Text block:
··········

Continual Learning of Context-dependent Processing in Neural Networks (1810.01256v3)

Published 29 Sep 2018 in cs.LG, cs.AI, and cs.CV

Abstract: Deep neural networks (DNNs) are powerful tools in learning sophisticated but fixed mapping rules between inputs and outputs, thereby limiting their application in more complex and dynamic situations in which the mapping rules are not kept the same but changing according to different contexts. To lift such limits, we developed a novel approach involving a learning algorithm, called orthogonal weights modification (OWM), with the addition of a context-dependent processing (CDP) module. We demonstrated that with OWM to overcome the problem of catastrophic forgetting, and the CDP module to learn how to reuse a feature representation and a classifier for different contexts, a single network can acquire numerous context-dependent mapping rules in an online and continual manner, with as few as $\sim$10 samples to learn each. This should enable highly compact systems to gradually learn myriad regularities of the real world and eventually behave appropriately within it.

Citations (251)

View on Semantic Scholar

Summary

The paper introduces Orthogonal Weights Modification (OWM) to overcome catastrophic forgetting in sequential task learning.

··········

Stored items
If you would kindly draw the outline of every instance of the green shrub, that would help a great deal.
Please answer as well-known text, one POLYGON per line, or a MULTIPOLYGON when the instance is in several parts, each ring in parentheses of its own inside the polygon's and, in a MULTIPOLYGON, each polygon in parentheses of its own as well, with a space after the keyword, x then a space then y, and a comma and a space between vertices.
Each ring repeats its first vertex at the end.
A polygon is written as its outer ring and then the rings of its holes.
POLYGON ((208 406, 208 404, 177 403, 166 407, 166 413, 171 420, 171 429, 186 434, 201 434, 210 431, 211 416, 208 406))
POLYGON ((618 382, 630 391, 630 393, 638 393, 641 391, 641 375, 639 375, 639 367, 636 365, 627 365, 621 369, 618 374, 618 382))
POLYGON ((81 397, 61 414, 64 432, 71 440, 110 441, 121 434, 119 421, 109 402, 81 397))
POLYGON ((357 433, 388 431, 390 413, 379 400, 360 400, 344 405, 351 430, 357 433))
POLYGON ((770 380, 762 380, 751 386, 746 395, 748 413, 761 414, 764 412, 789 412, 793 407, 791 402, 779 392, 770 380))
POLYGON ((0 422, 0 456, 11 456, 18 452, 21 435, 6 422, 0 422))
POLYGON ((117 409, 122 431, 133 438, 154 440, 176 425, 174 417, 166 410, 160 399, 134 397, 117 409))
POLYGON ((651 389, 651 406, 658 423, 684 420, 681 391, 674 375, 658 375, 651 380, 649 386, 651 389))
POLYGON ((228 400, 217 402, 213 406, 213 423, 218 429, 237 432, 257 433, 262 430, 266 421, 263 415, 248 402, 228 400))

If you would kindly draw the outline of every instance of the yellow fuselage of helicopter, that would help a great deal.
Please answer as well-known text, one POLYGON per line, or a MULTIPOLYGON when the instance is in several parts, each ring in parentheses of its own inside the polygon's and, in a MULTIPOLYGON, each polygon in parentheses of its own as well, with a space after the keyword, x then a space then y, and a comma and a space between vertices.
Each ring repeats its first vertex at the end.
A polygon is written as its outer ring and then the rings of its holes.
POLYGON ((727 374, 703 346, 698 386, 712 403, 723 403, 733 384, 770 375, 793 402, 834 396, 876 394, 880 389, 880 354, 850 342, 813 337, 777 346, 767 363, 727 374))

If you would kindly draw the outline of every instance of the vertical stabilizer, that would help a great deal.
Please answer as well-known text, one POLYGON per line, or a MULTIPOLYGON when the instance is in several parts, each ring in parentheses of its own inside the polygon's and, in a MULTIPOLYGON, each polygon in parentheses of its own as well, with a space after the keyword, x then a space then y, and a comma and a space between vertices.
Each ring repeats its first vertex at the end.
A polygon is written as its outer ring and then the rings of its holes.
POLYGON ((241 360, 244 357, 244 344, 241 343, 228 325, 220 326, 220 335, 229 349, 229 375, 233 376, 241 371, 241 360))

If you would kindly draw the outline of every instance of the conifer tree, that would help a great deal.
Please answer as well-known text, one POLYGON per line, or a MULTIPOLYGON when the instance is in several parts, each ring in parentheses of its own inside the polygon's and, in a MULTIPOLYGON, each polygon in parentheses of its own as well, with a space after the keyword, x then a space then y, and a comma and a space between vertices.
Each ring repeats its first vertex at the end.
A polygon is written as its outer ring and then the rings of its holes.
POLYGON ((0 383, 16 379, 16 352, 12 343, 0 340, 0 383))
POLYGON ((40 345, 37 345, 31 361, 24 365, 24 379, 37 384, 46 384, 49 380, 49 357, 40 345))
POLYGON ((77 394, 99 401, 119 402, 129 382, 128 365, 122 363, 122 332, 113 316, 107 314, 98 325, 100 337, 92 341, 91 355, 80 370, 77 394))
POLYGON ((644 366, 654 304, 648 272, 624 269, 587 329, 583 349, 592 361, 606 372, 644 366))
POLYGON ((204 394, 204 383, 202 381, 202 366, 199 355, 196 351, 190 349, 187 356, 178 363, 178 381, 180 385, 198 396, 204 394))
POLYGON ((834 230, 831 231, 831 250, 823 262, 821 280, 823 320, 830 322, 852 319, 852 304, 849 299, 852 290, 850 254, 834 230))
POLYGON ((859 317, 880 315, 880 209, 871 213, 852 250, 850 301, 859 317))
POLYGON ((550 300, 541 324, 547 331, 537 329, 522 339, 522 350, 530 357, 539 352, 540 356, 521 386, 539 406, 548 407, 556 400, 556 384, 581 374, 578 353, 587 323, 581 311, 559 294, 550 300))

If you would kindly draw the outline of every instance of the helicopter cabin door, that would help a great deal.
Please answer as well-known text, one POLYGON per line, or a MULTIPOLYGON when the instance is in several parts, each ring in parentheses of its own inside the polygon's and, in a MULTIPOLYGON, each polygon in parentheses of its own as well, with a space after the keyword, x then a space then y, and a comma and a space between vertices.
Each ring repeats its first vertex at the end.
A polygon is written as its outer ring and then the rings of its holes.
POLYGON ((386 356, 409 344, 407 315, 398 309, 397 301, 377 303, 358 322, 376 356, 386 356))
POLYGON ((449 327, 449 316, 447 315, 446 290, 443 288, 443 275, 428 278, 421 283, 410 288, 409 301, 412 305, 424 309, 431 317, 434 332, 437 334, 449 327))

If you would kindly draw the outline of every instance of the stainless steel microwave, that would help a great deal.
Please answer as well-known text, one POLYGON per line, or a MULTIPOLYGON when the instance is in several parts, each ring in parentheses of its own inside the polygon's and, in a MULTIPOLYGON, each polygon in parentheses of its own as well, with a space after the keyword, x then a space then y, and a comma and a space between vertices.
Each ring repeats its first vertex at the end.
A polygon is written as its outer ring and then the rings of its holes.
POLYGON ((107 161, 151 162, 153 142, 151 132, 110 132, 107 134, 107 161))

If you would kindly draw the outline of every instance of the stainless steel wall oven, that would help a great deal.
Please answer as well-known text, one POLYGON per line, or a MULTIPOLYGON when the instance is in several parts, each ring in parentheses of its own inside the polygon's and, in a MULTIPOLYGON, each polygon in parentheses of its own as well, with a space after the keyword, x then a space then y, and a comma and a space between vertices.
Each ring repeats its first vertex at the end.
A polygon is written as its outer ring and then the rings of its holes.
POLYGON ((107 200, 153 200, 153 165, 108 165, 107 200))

··········

Tasks for this exercise:
**1.** Summarize the page on continual learning of context-dependent processing in two sentences.
**2.** Continue the page on continual learning of context-dependent processing, starting after its final sentence.

Solved tasks:
**1.** Deep neural networks are good at learning fixed mapping rules between inputs and outputs, which limits their use in situations where those rules change with context. The authors pair a learning algorithm called orthogonal weights modification (OWM), which overcomes catastrophic forgetting, with a context-dependent processing (CDP) module that learns to reuse a feature representation and a classifier across contexts, so a single network can learn many context-dependent mapping rules online and continually from as few as about 10 samples each.

**2.**
It integrates a Context-Dependent Processing (CDP) module that dynamically adjusts neural responses based on contextual cues.
The framework scales effectively across benchmarks, handling up to 100 tasks with minimal samples per task while achieving state-of-the-art performance.

Continual Learning of Context-dependent Processing in Neural Networks

The paper addresses a crucial limitation in contemporary deep neural networks (DNNs): their propensity to learn static, inflexible input-output mappings, which restricts their application in complex and dynamic environments where these mappings change with context. To overcome this, the authors propose a novel conceptual and methodological framework involving Orthogonal Weights Modification (OWM) combined with a Context-Dependent Processing (CDP) module.

Orthogonal Weights Modification

The OWM algorithm is designed to mitigate the problem of catastrophic forgetting—a common challenge in sequential task learning where acquiring new information degrades performance on previously learned tasks. OWM allows a network to learn new tasks by modifying its weights only in directions orthogonal to the subspace of the tasks it has already learned. This is operationalized through a projection matrix, which ensures that updates to the network for new tasks do not interfere destructively with existing knowledge.

Empirical validation was conducted on several benchmark tasks such as the shuffled and disjoint MNIST experiments. In these tests, OWM not only matched or exceeded the performance of existing continual learning methods, but demonstrated superior scalability by effectively handling up to 100 sequential tasks. Tests on more complex datasets like CIFAR-10, Chinese characters, and ImageNet further illustrated the method's scalability. Notably, the approach facilitated learning of a multitude of tasks with minimal data per task—sometimes as few as 10 samples—illuminating a path towards constructing more sample-efficient learning systems.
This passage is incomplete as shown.